[Records from a data collection]
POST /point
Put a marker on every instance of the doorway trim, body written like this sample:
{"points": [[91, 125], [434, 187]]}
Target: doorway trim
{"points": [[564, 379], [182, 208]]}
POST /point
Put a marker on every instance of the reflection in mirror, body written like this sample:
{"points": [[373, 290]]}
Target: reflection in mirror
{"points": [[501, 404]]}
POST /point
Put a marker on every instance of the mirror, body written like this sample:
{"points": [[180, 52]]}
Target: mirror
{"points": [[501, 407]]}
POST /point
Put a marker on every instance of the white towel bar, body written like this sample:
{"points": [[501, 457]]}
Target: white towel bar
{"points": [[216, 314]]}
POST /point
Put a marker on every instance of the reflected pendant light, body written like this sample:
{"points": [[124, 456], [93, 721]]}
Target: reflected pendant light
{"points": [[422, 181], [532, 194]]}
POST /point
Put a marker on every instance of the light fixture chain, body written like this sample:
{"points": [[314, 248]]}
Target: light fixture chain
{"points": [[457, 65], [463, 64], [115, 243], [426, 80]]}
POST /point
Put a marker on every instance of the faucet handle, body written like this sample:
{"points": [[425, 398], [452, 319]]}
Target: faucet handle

■ WHAT THIS TASK INVOLVES
For each line above that includes "faucet", copy the line.

■ WRITTEN SOLUTION
Put a marker on every instance of the faucet handle, body written like this sample:
Target: faucet handle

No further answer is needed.